Your task: An exact reprint of the data below is required, line for line.

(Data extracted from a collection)
== == ==
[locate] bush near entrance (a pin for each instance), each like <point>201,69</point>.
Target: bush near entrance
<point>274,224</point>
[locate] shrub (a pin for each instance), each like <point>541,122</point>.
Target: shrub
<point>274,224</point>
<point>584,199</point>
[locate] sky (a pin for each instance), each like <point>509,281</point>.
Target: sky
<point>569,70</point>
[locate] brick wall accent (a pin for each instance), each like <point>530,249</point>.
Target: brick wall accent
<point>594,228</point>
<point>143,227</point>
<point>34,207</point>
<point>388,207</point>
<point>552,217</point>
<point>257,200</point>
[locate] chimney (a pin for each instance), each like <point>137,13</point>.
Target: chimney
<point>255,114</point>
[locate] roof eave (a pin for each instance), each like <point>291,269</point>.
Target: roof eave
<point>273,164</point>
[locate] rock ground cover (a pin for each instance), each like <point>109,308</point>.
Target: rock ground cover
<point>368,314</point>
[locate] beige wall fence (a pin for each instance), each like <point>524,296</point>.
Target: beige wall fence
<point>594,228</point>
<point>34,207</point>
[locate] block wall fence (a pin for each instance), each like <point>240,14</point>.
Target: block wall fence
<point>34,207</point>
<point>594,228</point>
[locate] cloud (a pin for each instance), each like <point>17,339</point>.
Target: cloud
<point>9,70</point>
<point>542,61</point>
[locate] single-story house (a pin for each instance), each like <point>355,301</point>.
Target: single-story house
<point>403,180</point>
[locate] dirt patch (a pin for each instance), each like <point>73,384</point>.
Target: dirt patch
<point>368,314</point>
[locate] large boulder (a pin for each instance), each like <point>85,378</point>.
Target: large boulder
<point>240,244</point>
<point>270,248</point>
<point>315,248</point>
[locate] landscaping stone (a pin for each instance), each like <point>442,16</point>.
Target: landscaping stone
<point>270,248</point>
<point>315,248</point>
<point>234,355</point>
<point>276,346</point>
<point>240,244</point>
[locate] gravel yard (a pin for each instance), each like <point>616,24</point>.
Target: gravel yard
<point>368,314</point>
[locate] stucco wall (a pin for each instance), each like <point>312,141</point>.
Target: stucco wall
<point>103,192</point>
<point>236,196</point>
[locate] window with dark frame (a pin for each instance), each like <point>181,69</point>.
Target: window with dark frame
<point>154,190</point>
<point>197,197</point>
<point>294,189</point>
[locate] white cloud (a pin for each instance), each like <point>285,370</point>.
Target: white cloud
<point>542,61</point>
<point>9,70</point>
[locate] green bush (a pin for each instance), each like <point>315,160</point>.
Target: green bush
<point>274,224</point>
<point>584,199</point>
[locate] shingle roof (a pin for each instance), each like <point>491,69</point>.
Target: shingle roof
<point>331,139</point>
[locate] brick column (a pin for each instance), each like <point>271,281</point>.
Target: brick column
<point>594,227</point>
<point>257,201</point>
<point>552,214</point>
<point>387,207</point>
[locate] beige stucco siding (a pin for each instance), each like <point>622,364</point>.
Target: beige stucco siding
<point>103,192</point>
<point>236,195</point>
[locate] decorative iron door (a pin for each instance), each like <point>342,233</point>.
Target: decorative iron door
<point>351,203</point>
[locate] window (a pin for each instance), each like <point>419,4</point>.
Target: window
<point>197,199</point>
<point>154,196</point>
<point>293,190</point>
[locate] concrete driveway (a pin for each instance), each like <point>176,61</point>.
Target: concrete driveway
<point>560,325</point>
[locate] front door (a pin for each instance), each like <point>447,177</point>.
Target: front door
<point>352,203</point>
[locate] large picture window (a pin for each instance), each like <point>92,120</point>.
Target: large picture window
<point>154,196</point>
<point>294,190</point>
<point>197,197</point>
== == ==
Written solution:
[locate] bush near entrance (a pin for each instance), each like <point>201,69</point>.
Target: bush near entrance
<point>274,224</point>
[locate] shrub (a pin for each instance), each like <point>541,122</point>.
Target: shrub
<point>274,224</point>
<point>584,199</point>
[locate] sky (a pin for each instance), each like <point>509,281</point>.
Target: sky
<point>569,70</point>
[locate] brick wall accent (a pin for each instance), each like <point>530,249</point>.
Target: brick wall accent
<point>594,228</point>
<point>143,227</point>
<point>34,207</point>
<point>388,207</point>
<point>552,217</point>
<point>257,200</point>
[locate] chimney (a pin for each instance), each like <point>137,13</point>.
Target: chimney
<point>255,114</point>
[locate] roof eave (a pin for each instance), each like <point>291,269</point>.
Target: roof eave
<point>273,164</point>
[locate] rock ground cover (a pin for each instance), each like <point>109,308</point>.
Target: rock ground cover
<point>368,314</point>
[locate] beige wall fence (a pin for each instance), each like <point>524,296</point>.
Target: beige wall fence
<point>594,228</point>
<point>34,207</point>
[locate] block wall fence (a pin for each instance), each like <point>240,14</point>.
Target: block wall fence
<point>34,207</point>
<point>594,228</point>
[locate] cloud (a pin for each instance), each like <point>17,339</point>.
Target: cloud
<point>9,70</point>
<point>542,61</point>
[locate] single-story house (a pin for each instance), each like <point>355,301</point>.
Target: single-story house
<point>403,180</point>
[locate] dirt patch (a pin for each instance), each like <point>73,384</point>.
Target: dirt patch
<point>368,314</point>
[locate] large boulder (a pin for each instance), each like <point>85,378</point>.
Target: large boulder
<point>240,244</point>
<point>270,248</point>
<point>315,248</point>
[locate] landscaping stone (a pin for each instance), each like <point>442,16</point>.
Target: landscaping stone
<point>270,248</point>
<point>315,248</point>
<point>234,355</point>
<point>276,346</point>
<point>240,244</point>
[locate] gravel yard (a pin for each instance), each like <point>616,24</point>.
Target: gravel yard
<point>368,314</point>
[locate] stucco wall (a pin for each instance), each like <point>312,141</point>.
Target: stucco wall
<point>103,192</point>
<point>236,196</point>
[locate] window with dark frame (a pin for each instance), each like <point>181,69</point>.
Target: window with dark frame
<point>154,190</point>
<point>197,197</point>
<point>294,189</point>
[locate] white cloud (a pin for each instance), each like <point>285,370</point>.
Target: white cloud
<point>542,61</point>
<point>9,70</point>
[locate] green bush (a pin for each instance), each like <point>315,160</point>.
Target: green bush
<point>274,224</point>
<point>584,199</point>
[locate] shingle roof (a pin for each instance), each like <point>491,69</point>.
Target: shingle roof
<point>331,139</point>
[locate] brick column (a pin for each instance), each like <point>271,281</point>.
Target: brick column
<point>594,227</point>
<point>257,201</point>
<point>552,214</point>
<point>387,207</point>
[locate] beige stucco siding (a pin for each instance), each like <point>622,364</point>.
Target: beige stucco siding
<point>103,192</point>
<point>236,195</point>
[locate] decorative iron door (a pin for each instance), each like <point>342,233</point>.
Target: decorative iron door
<point>351,203</point>
[locate] window (a pin for each instance), each like <point>419,4</point>.
Target: window
<point>197,199</point>
<point>154,196</point>
<point>293,190</point>
[locate] concrete driveway (a pin for each instance), each like <point>176,61</point>.
Target: concrete driveway
<point>560,325</point>
[locate] front door (a pin for each instance), each like <point>447,177</point>.
Target: front door
<point>352,203</point>
[locate] large picture window (a pin for each instance), each like <point>92,120</point>.
Target: large picture window
<point>154,196</point>
<point>294,190</point>
<point>197,197</point>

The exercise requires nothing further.